King Records owner Syd Nathan approached Stein to work for him in Cincinnati, Ohio. Stein's father was skeptical, but King told him "Your son has shellac in his veins. Your son is good for one thing and one thing only, and that's being in the record business. If you don't let him into the music business, he will wind up delivering newspapers for the rest of your life. If you don't want that on your conscience, you will let him come with me for the summer." Stein started work for King, working there for two years as an intern before joining the company in 1961.

Homesick, he returned to New York in 1963 to work for Herb Abramson, but this was short-lived, lasting only three months. He then became an assistant to impresario George Goldner, who had formed Red Bird Records with songwriters Jerry Leiber and Mike Stoller in 1963.

STUDY MATERIAL:
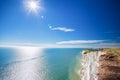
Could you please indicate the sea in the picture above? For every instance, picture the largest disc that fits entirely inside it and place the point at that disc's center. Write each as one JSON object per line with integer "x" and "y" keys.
{"x": 31, "y": 63}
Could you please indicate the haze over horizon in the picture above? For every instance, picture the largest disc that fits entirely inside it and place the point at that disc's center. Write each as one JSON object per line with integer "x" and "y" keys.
{"x": 73, "y": 23}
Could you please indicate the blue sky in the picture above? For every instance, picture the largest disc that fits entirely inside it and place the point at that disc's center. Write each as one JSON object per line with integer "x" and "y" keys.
{"x": 64, "y": 22}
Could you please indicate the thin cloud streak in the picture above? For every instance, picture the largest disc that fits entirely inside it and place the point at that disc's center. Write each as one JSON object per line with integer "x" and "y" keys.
{"x": 80, "y": 42}
{"x": 61, "y": 29}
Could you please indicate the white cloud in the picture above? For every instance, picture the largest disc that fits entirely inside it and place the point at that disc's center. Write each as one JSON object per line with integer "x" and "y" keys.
{"x": 80, "y": 41}
{"x": 61, "y": 29}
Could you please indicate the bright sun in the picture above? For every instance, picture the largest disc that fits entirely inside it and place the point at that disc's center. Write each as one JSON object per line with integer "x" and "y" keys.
{"x": 33, "y": 6}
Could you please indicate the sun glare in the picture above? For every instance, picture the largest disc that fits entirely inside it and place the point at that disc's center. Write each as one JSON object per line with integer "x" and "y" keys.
{"x": 33, "y": 6}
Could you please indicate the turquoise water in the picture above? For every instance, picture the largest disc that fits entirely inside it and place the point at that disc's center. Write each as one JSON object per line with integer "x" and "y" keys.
{"x": 39, "y": 64}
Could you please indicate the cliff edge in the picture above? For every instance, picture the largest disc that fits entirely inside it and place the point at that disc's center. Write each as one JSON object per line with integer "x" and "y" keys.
{"x": 102, "y": 64}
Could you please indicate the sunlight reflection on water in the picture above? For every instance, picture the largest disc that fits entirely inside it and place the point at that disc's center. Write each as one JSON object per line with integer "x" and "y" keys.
{"x": 29, "y": 67}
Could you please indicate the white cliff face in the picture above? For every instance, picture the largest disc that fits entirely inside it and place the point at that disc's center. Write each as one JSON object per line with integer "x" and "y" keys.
{"x": 90, "y": 65}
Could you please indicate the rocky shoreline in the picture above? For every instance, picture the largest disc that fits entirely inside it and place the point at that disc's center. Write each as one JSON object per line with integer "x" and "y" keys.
{"x": 100, "y": 64}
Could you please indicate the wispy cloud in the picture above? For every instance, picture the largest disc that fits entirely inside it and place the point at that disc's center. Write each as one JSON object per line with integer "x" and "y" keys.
{"x": 80, "y": 42}
{"x": 65, "y": 29}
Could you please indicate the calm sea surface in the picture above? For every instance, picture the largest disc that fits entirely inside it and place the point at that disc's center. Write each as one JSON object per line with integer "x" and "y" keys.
{"x": 28, "y": 63}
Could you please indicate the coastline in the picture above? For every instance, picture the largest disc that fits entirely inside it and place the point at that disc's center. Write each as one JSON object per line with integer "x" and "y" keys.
{"x": 97, "y": 64}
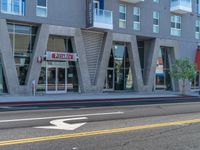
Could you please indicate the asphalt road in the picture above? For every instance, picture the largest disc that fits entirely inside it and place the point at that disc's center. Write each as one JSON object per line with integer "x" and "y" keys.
{"x": 168, "y": 126}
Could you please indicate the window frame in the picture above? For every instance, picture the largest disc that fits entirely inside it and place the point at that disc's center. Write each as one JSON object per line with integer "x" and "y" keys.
{"x": 176, "y": 20}
{"x": 120, "y": 19}
{"x": 38, "y": 7}
{"x": 136, "y": 23}
{"x": 158, "y": 20}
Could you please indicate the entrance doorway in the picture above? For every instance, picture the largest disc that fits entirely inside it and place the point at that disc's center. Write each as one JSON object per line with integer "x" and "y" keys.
{"x": 96, "y": 4}
{"x": 109, "y": 82}
{"x": 56, "y": 78}
{"x": 119, "y": 75}
{"x": 162, "y": 75}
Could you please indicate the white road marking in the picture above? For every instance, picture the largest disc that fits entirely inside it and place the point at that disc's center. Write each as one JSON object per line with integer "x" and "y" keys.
{"x": 60, "y": 124}
{"x": 55, "y": 117}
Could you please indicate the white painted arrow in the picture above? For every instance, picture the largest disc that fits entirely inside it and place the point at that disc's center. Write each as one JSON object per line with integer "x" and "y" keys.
{"x": 60, "y": 124}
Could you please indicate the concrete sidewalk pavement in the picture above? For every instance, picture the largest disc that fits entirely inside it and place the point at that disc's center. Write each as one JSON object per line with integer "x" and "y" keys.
{"x": 77, "y": 97}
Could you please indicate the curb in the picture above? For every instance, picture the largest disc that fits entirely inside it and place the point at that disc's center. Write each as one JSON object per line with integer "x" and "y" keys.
{"x": 99, "y": 100}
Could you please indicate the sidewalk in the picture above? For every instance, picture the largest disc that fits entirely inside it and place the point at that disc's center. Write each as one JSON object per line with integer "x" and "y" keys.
{"x": 76, "y": 97}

TASK LIST:
[a] Reproduce verbatim the part of the passage on Stein's early career starting with "King Records owner" and going on through "company in 1961.".
[b] List every person named by both first and last name in the passage on Stein's early career.
[c] Extend the passage on Stein's early career past its final sentence.
You can set the entries aside; nothing here depends on them.

ANSWERS BELOW:
[a]
King Records owner Syd Nathan approached Stein to work for him in Cincinnati, Ohio. Stein's father was skeptical, but King told him "Your son has shellac in his veins. Your son is good for one thing and one thing only, and that's being in the record business. If you don't let him into the music business, he will wind up delivering newspapers for the rest of your life. If you don't want that on your conscience, you will let him come with me for the summer." Stein started work for King, working there for two years as an intern before joining the company in 1961.

[b] Syd Nathan, Herb Abramson, George Goldner, Jerry Leiber, Mike Stoller

[c]
Working there in the Brill Building, he became friends with FGG Productions record producer Richard Gottehrer. Seeing that relations between Goldner and Leiber and Stoller were fracturing, he decided to start a new venture. He founded Sire Productions in 1966 with Gottehrer, each investing ten thousand dollars into the new company, which led to the formation of Sire Records. That year, Stein had an opportunity to sign Jimi Hendrix, praising him for his original material, but ultimately decided against doing so after witnessing Hendrix smash his guitar and argue with his friend, Linda Keith.

The label initially concentrated on licensing European releases with little success, until Dutch progressive rock band Focus had an international hit with the 1973 single "Hocus Pocus." Gottehrer left the label in 1974 to concentrate on production; Stein then focused on scouting new acts in the New York clubs. On his wife's recommendation, he arranged for the Ramones to do a showcase, signing them in 1975. Other signings soon followed including Talking Heads, Richard Hell & the Voidoids, the Pretenders in 1980, and foreign punk acts The Rezillos and The Saints. Stein signed Madonna from his hospital bed after hearing her track "Everybody" in 1982. Other acts signed by Sire include The Replacements, Depeche Mode, The Smiths, The Cure, Ice-T, Brian Wilson, Ministry, The Undertones, and Echo & the Bunnymen.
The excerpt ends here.